#### [Tarefa 1]
Transcreve da crítica ao livro o trecho que começa nas palavras com "A autora precisa" e termina em "essa mesma violência.".
#### [Tarefa 2]
Responde a estas perguntas com base na crítica ao livro:
(a) Que tipo de leitor, com um bom trabalho de revisão, teria ajudado a autora?
(b) Que diferença a autora precisa de perceber melhor?
(c) No exemplo dado, quem dá um estalo na cara?
#### [Tarefa 3]
Dá seguimento à crítica ao livro, escrevendo o que vem depois da última frase.

*** Texto de origem ***

Faltam muitas coisas a este livro. Aspetos que um bom trabalho de revisão por parte de um leitor beta teria ajudado a autora a esclarecer e completar. É normal ficarmos muito ligados à nossa história e não darmos conta de algumas imperfeições. Aliás, quando não temos conhecimento de causa acerca dos temas acabamos por utilizar uma versão romanceada ou conduzir a narrativa através de erros sucessivos.
A autora precisa de perceber melhor a diferença entre o contar e o mostrar. Ela conta muito e mostra pouco e isso não satisfaz um leitor assíduo. Escrever: Roberto deu-me um estalo na cara é diferente de Eu tentava desviar-me das investidas do Roberto. A sala era um labirinto demasiado simples para que eu me pudesse esconder. E, quando menos esperava, uma mão forte e certeira atingiu o o meu lado esquerdo da face. A sua passagem deixou o calor, o ardor e vermelhidão de uma mão que só conhecia a força da violência. Na minha cabeça ficou a humilhação de, mais uma vez, sucumbir a essa mesma violência.

*** Entradas fornecidas ***

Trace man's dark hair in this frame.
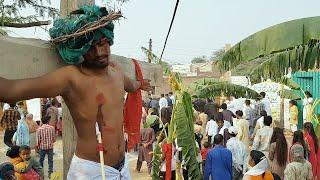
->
[9,103,16,108]
[263,116,272,126]
[6,146,20,158]
[260,92,266,98]
[250,150,265,165]
[304,91,312,97]
[220,103,228,110]
[289,100,297,106]
[203,141,211,148]
[41,116,51,124]
[213,134,223,144]
[236,110,243,117]
[215,112,224,121]
[19,145,31,152]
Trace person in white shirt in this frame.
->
[227,126,248,180]
[206,117,218,143]
[252,116,273,157]
[303,91,313,122]
[169,92,176,105]
[243,99,254,135]
[233,110,249,150]
[159,94,168,111]
[260,92,272,116]
[2,103,10,112]
[251,110,267,140]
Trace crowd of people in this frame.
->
[136,92,320,180]
[0,98,62,179]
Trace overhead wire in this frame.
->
[159,0,179,62]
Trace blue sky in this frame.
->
[6,0,320,63]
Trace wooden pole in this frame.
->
[60,0,94,179]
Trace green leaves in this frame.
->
[151,143,161,180]
[171,92,202,179]
[190,78,260,99]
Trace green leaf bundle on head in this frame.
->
[49,6,114,64]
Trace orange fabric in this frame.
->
[249,171,273,180]
[124,59,143,150]
[162,143,172,180]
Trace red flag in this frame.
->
[124,59,143,150]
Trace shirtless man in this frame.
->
[0,4,151,179]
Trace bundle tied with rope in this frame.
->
[49,6,122,64]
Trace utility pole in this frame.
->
[148,38,152,63]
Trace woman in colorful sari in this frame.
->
[243,150,273,180]
[303,122,320,179]
[269,127,288,179]
[284,143,313,180]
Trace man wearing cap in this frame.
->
[0,6,151,180]
[227,126,248,180]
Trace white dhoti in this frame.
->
[67,155,131,180]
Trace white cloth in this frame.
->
[206,120,218,136]
[261,98,272,116]
[244,158,269,176]
[159,97,168,111]
[257,116,264,129]
[303,97,313,122]
[252,126,273,157]
[170,95,176,104]
[2,103,10,112]
[227,137,248,173]
[160,145,177,172]
[67,155,132,180]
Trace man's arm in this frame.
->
[251,129,261,150]
[203,153,212,180]
[0,66,72,102]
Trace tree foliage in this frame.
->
[0,0,59,35]
[191,56,208,64]
[190,78,260,99]
[210,48,226,61]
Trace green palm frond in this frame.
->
[151,142,162,180]
[280,76,300,90]
[190,78,260,99]
[171,92,202,179]
[0,28,8,36]
[218,16,320,82]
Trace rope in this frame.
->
[159,0,179,62]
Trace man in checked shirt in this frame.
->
[36,116,56,179]
[0,103,21,147]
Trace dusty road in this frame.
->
[0,131,151,180]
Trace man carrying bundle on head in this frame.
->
[0,6,151,180]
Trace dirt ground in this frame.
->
[0,131,151,180]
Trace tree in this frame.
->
[210,48,226,61]
[141,47,170,74]
[0,0,59,35]
[191,56,208,64]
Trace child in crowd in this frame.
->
[201,142,211,171]
[7,146,43,180]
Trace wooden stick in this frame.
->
[96,122,106,180]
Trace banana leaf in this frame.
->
[151,143,162,180]
[171,92,202,180]
[280,76,300,90]
[279,89,301,99]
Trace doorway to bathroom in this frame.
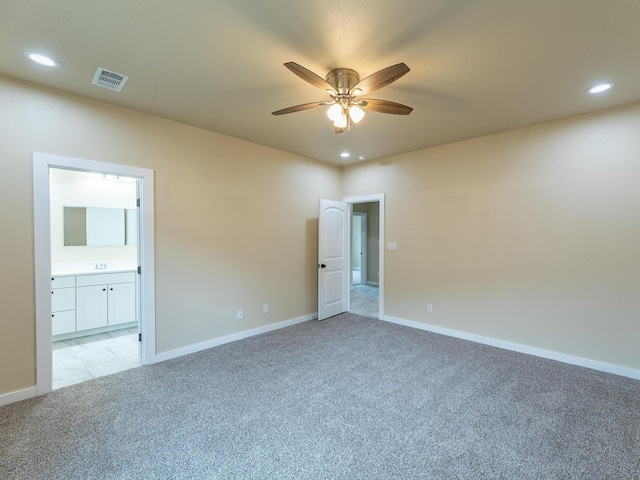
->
[347,195,384,318]
[49,168,141,389]
[33,153,155,394]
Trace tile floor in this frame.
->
[53,328,140,389]
[349,285,379,318]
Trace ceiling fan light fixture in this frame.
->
[349,105,364,123]
[327,103,342,122]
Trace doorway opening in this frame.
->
[49,168,141,390]
[349,201,380,318]
[33,153,155,395]
[342,194,384,318]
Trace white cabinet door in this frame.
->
[51,287,76,312]
[76,285,107,330]
[51,310,76,335]
[107,282,136,325]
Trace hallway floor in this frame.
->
[53,327,141,390]
[349,285,379,318]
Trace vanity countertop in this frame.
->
[51,262,137,276]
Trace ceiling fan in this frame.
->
[272,62,413,133]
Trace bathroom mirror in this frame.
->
[63,207,138,247]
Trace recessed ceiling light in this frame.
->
[24,52,58,67]
[587,82,614,93]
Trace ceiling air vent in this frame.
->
[91,67,129,92]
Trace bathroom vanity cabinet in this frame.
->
[51,272,137,338]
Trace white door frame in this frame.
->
[342,193,384,318]
[33,152,156,395]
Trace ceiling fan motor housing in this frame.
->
[326,68,360,95]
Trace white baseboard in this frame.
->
[380,315,640,380]
[154,313,318,363]
[0,387,38,407]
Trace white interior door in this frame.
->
[318,199,351,320]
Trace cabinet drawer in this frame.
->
[51,275,76,288]
[76,272,136,287]
[51,310,76,335]
[51,288,76,312]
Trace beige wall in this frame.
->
[342,104,640,369]
[0,76,340,394]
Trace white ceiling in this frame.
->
[0,0,640,165]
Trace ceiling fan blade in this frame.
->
[284,62,335,92]
[271,102,333,115]
[352,63,409,95]
[358,98,413,115]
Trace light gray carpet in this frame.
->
[0,314,640,480]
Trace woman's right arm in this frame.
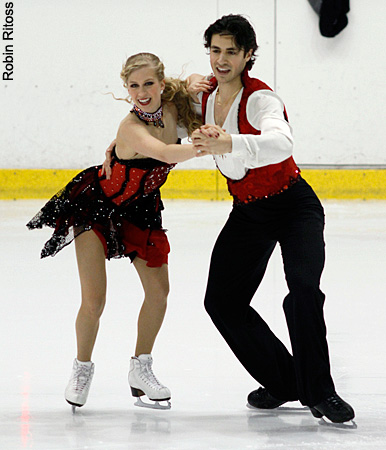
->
[116,123,201,164]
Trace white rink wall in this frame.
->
[0,0,386,169]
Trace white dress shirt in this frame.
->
[198,88,293,180]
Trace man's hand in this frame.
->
[101,139,117,180]
[192,125,232,155]
[186,73,212,103]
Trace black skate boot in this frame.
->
[247,387,287,409]
[310,392,355,423]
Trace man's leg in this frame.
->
[280,183,335,406]
[205,204,298,400]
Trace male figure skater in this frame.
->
[189,15,354,423]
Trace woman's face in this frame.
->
[127,67,165,113]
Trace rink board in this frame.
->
[0,168,386,200]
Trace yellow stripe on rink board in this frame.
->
[0,169,386,200]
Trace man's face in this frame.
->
[210,34,252,83]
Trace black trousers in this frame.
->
[205,179,335,406]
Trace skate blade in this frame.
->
[134,397,172,409]
[318,417,358,430]
[247,403,309,412]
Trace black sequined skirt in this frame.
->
[27,166,170,267]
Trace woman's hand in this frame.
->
[186,73,212,103]
[192,125,232,155]
[101,139,117,180]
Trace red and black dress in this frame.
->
[27,151,175,267]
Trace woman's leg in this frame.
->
[134,257,169,356]
[75,230,106,361]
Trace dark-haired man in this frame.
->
[189,15,354,422]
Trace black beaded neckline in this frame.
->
[130,105,165,128]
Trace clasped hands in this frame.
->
[192,124,232,156]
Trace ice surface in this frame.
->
[0,200,386,450]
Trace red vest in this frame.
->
[202,70,300,203]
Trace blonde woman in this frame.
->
[27,53,204,410]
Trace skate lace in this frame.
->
[140,362,164,389]
[72,366,91,392]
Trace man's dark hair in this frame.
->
[204,14,258,70]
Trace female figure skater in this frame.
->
[27,53,200,410]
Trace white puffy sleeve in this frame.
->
[231,90,293,169]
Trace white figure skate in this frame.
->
[129,355,171,409]
[64,359,94,413]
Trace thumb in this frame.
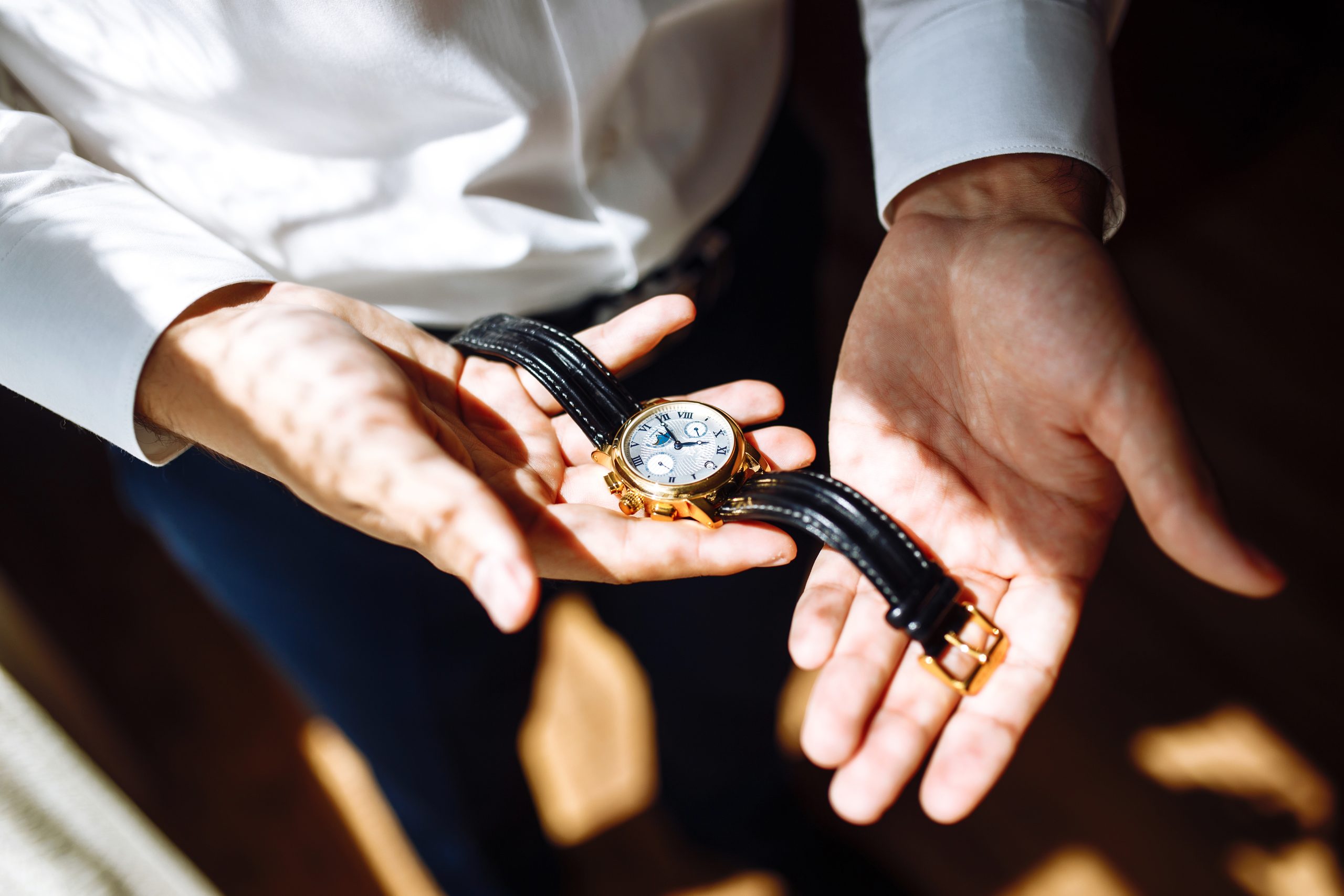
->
[1085,340,1285,596]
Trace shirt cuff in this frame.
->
[0,177,274,465]
[866,0,1125,239]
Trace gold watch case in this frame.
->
[593,398,770,529]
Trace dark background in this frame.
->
[0,0,1344,896]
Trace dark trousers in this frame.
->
[116,123,879,896]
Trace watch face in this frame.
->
[621,402,737,485]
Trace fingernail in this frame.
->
[472,556,532,631]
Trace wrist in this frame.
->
[136,282,274,435]
[891,153,1107,238]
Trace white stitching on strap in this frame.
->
[720,496,900,602]
[456,333,597,438]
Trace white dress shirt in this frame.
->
[0,0,1121,461]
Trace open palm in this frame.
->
[790,207,1281,822]
[139,283,813,630]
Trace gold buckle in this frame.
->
[919,600,1008,697]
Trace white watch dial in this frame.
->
[621,402,735,485]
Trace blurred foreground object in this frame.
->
[0,669,218,896]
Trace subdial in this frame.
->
[645,454,676,476]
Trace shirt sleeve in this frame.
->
[862,0,1125,238]
[0,105,273,463]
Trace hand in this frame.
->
[790,156,1284,824]
[137,283,813,630]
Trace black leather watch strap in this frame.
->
[449,314,640,447]
[719,470,968,656]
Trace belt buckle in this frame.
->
[919,600,1008,697]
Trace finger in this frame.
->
[299,402,540,631]
[800,579,909,768]
[561,426,817,508]
[458,357,564,497]
[530,504,797,583]
[789,548,860,669]
[747,426,817,470]
[519,296,695,414]
[552,380,783,463]
[1085,344,1285,596]
[919,576,1083,824]
[831,574,1006,825]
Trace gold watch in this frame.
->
[450,314,1008,694]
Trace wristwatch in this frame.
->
[449,314,1008,694]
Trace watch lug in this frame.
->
[682,498,723,529]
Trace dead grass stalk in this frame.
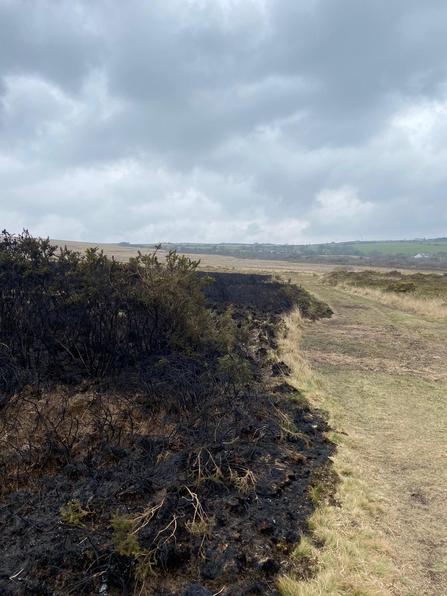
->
[279,311,394,596]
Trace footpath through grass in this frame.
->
[282,274,447,596]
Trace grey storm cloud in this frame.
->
[0,0,447,243]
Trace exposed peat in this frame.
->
[0,273,334,596]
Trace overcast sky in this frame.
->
[0,0,447,244]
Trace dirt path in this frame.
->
[293,274,447,596]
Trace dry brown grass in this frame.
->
[288,277,447,596]
[279,312,393,596]
[338,284,447,321]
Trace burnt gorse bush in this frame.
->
[0,231,221,395]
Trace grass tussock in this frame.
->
[279,311,394,596]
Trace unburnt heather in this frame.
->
[0,233,332,596]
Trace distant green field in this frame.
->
[349,240,447,257]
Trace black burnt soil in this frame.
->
[0,274,334,596]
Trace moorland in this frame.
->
[0,236,447,596]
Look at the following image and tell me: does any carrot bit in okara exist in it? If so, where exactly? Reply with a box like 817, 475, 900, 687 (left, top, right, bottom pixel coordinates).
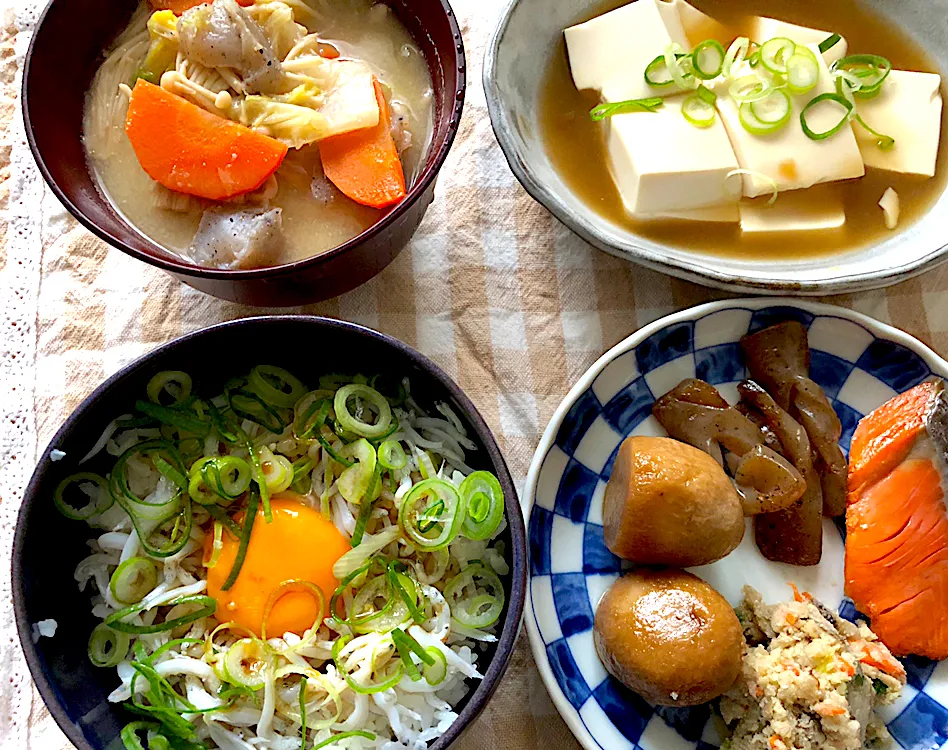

***

#### [Resposta 1]
A autora precisa de perceber melhor a diferença entre o contar e o mostrar. Ela conta muito e mostra pouco e isso não satisfaz um leitor assíduo. Escrever: Roberto deu-me um estalo na cara é diferente de Eu tentava desviar-me das investidas do Roberto. A sala era um labirinto demasiado simples para que eu me pudesse esconder. E, quando menos esperava, uma mão forte e certeira atingiu o o meu lado esquerdo da face. A sua passagem deixou o calor, o ardor e vermelhidão de uma mão que só conhecia a força da violência. Na minha cabeça ficou a humilhação de, mais uma vez, sucumbir a essa mesma violência.

#### [Resposta 2]
(a) Um leitor beta.
(b) A diferença entre o contar e o mostrar.
(c) O Roberto.

#### [Resposta 3]
Deve pesquisar mais e melhor sobre os assuntos que quer retratar no livro para que não caia em incongruências e coisas irrealistas.
Não é um livro sobre abusos físicos e violência doméstica. Considero que seja um livro de superação dos traumas, de viver a felicidade para além do do sofrimento.
Esta opinião não é um destilar de veneno. Quero que ela seja útil a quem a lê, quero quebrar um bocadinho o feitiço de encantamento e a sobrevalorização que está a ser criada em volta do livro. No fundo, é a minha visão dos acontecimentos é o meu desencanto por um livro que prometia tanto e que os leitores me fizeram acreditar que valia esse tanto.
Nem sou muito de expor as fragilidades de um livro assim, em opinião. Quem já levou com a minha caneta azul da censura em revisões de leitora beta sabe que eu não perdoou. Acho que chego a ser um pouco obsessiva com a história e desconstruo muito do que é escrito. A minha intenção é sempre ajudar a tornar os livros melhores e mais realistas.
Não sei se a Sofia vai ou não ler a minha opinião. Se a ler e achar ofensiva, peço desculpa por isso. Quero apenas escangalhar-lhe este livro para que ela tenha hipótese de mudar no futuro e eu ter a oportunidade de vir aqui escrever e vibrar com a evolução dela.
Aos meus leitores, as maiores desculpas pela imensidão de texto que aqui mora.